▶ Entries from a pointing dataset
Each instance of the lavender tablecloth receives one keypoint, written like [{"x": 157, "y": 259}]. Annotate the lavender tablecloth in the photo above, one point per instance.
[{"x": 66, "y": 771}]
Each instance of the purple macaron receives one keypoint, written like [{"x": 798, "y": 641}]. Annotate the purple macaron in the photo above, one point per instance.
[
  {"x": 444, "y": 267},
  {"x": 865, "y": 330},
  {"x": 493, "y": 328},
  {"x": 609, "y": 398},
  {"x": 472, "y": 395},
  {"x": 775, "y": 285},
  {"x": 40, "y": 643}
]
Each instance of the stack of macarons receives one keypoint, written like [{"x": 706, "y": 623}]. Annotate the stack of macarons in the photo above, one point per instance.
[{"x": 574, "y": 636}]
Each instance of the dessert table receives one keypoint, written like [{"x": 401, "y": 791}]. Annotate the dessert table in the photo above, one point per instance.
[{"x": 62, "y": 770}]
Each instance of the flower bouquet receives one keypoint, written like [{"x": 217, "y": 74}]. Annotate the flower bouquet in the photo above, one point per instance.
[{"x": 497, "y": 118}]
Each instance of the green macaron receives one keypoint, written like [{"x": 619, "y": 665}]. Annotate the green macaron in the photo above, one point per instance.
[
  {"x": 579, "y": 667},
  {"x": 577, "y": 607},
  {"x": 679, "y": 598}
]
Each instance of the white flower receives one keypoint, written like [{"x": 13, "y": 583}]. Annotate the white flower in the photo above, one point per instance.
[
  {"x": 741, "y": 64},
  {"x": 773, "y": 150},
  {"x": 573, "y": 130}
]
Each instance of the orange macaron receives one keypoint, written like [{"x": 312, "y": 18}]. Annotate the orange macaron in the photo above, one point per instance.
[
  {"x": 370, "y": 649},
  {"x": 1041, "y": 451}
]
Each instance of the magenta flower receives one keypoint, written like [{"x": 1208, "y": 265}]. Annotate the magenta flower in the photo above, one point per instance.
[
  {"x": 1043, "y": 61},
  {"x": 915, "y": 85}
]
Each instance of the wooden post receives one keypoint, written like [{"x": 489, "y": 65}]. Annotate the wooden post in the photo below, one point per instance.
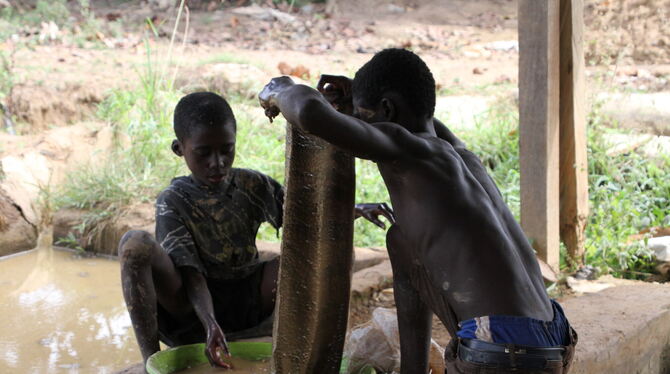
[
  {"x": 574, "y": 195},
  {"x": 539, "y": 125}
]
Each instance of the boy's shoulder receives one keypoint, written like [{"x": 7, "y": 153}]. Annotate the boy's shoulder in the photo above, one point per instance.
[{"x": 246, "y": 179}]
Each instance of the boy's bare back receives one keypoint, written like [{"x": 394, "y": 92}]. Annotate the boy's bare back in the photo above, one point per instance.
[{"x": 456, "y": 249}]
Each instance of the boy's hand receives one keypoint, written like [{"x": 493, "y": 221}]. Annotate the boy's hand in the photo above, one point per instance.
[
  {"x": 216, "y": 344},
  {"x": 268, "y": 96},
  {"x": 372, "y": 211},
  {"x": 337, "y": 90}
]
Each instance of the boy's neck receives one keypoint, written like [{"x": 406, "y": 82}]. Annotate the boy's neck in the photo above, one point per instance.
[{"x": 421, "y": 127}]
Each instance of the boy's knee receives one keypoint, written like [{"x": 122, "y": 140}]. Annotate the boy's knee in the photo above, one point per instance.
[{"x": 136, "y": 246}]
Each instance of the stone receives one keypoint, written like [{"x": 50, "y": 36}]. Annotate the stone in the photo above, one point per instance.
[
  {"x": 16, "y": 232},
  {"x": 649, "y": 112},
  {"x": 661, "y": 247},
  {"x": 622, "y": 330},
  {"x": 587, "y": 286}
]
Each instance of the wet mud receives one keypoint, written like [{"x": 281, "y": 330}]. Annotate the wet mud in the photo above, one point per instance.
[
  {"x": 63, "y": 314},
  {"x": 316, "y": 257}
]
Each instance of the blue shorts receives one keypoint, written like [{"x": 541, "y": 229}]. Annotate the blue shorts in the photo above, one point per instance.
[{"x": 519, "y": 330}]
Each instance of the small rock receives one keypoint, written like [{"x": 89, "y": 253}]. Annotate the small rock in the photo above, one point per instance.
[
  {"x": 394, "y": 9},
  {"x": 661, "y": 247},
  {"x": 587, "y": 286}
]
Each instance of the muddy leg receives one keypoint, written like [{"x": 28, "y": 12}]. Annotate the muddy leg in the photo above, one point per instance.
[
  {"x": 414, "y": 317},
  {"x": 143, "y": 266},
  {"x": 269, "y": 286}
]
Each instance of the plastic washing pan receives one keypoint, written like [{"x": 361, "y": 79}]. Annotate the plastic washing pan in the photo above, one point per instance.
[{"x": 179, "y": 358}]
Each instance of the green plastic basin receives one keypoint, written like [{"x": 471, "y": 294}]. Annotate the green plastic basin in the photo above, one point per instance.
[{"x": 179, "y": 358}]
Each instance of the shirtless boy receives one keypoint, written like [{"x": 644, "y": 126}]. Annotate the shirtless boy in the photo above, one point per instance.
[
  {"x": 202, "y": 276},
  {"x": 456, "y": 250}
]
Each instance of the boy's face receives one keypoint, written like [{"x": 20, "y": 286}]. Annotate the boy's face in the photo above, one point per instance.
[{"x": 209, "y": 152}]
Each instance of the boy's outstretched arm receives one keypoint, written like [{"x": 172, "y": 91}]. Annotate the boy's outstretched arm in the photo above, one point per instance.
[
  {"x": 201, "y": 299},
  {"x": 306, "y": 108},
  {"x": 372, "y": 211}
]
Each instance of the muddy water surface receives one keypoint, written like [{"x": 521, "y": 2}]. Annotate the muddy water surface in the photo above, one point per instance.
[
  {"x": 63, "y": 314},
  {"x": 240, "y": 366}
]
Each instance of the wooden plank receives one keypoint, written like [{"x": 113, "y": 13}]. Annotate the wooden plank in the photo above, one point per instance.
[
  {"x": 574, "y": 194},
  {"x": 539, "y": 125}
]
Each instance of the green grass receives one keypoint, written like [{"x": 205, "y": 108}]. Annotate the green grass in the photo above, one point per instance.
[{"x": 627, "y": 192}]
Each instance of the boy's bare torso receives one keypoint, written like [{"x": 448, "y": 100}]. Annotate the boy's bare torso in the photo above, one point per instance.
[{"x": 455, "y": 232}]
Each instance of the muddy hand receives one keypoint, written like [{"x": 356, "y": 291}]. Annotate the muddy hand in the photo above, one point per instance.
[
  {"x": 371, "y": 212},
  {"x": 268, "y": 96},
  {"x": 217, "y": 347},
  {"x": 337, "y": 91}
]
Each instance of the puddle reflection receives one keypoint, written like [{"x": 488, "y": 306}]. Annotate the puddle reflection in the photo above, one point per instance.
[{"x": 63, "y": 314}]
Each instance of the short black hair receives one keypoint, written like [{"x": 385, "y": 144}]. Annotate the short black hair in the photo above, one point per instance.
[
  {"x": 201, "y": 109},
  {"x": 400, "y": 71}
]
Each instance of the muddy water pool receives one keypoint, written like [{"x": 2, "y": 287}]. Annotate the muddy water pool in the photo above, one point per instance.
[
  {"x": 63, "y": 314},
  {"x": 240, "y": 366}
]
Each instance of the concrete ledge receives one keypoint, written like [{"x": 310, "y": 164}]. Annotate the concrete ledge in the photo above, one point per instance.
[{"x": 622, "y": 330}]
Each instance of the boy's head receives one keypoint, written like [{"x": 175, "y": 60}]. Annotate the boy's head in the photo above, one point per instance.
[
  {"x": 395, "y": 84},
  {"x": 205, "y": 128}
]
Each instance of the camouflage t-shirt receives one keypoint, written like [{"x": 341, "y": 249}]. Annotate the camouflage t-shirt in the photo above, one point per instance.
[{"x": 214, "y": 230}]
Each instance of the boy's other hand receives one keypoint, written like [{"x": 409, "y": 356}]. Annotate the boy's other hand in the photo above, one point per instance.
[
  {"x": 372, "y": 211},
  {"x": 337, "y": 90},
  {"x": 268, "y": 96},
  {"x": 216, "y": 344}
]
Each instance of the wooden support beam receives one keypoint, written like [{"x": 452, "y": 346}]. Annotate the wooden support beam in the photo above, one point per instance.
[
  {"x": 539, "y": 125},
  {"x": 574, "y": 194}
]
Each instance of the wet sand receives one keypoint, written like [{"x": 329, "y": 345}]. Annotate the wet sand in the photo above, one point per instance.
[{"x": 63, "y": 314}]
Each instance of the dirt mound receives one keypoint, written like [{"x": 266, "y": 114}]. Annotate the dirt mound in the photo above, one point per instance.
[
  {"x": 627, "y": 32},
  {"x": 42, "y": 106}
]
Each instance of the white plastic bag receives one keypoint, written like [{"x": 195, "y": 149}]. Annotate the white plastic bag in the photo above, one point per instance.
[{"x": 376, "y": 344}]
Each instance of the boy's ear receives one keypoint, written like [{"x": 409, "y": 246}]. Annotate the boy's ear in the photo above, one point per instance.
[
  {"x": 176, "y": 148},
  {"x": 388, "y": 109}
]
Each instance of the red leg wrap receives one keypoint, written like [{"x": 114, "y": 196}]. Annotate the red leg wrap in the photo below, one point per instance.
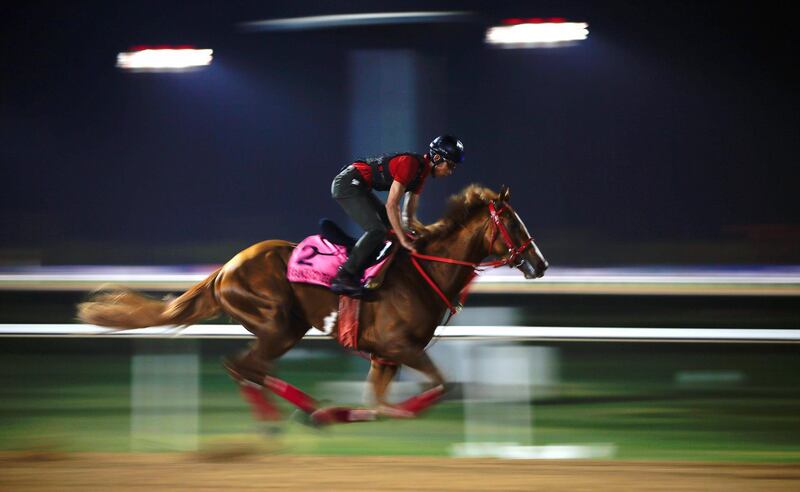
[
  {"x": 292, "y": 394},
  {"x": 332, "y": 415},
  {"x": 263, "y": 409},
  {"x": 422, "y": 401}
]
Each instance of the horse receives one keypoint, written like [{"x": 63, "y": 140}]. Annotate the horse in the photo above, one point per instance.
[{"x": 396, "y": 323}]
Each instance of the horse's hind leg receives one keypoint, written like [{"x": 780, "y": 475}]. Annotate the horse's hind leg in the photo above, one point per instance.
[
  {"x": 251, "y": 367},
  {"x": 382, "y": 374}
]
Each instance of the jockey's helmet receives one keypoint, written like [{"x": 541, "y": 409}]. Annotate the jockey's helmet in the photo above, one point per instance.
[{"x": 448, "y": 147}]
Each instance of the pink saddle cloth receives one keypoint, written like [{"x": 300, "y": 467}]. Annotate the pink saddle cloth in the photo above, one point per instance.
[{"x": 315, "y": 261}]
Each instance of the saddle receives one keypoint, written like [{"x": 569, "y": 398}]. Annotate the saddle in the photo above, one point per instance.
[{"x": 316, "y": 258}]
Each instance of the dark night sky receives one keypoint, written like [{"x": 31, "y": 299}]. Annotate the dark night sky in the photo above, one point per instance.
[{"x": 675, "y": 121}]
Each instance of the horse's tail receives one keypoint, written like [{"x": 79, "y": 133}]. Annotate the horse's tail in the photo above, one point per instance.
[{"x": 124, "y": 308}]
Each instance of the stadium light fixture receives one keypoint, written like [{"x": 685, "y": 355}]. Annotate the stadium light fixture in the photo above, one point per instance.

▶ Written request
Output only the lines from the one holding "Each instance of the pink" through the last line above, exactly as they appear.

▶ Response to the task
Each instance of the pink saddle cloth receives one keypoint, written like [{"x": 300, "y": 467}]. Annotate the pink saddle cloth in the photo above, one point per instance.
[{"x": 315, "y": 261}]
Each instance of the saddle receives one keypoint, written like [{"x": 569, "y": 398}]. Annotate the saddle in the photo above, one point per instance.
[{"x": 316, "y": 258}]
Each instance of the dark night sky receives one keypoint, written like [{"x": 31, "y": 299}]. Annotate the dark night sky in the photo above, one point per instance.
[{"x": 675, "y": 121}]
Each instance of the horse's tail receives one keypoint, written like [{"x": 79, "y": 133}]. Annotate the horse's tail in the photo above, one point per instance.
[{"x": 124, "y": 308}]
Each instance of the stadium light fixture receives one keypoint, written like [{"x": 685, "y": 355}]. Annotate the stadium light fixture in the photo above, one point per instance.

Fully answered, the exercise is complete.